-- Work to complete --
Scan the data, and whenever a line contains "vegetation", copy it.

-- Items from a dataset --

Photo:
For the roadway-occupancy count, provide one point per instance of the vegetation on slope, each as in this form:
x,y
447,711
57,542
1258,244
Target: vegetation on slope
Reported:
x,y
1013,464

-- Exercise answer --
For the roadway-occupancy count, provide one point per instance of the vegetation on slope, each as in this form:
Target: vegetation on slope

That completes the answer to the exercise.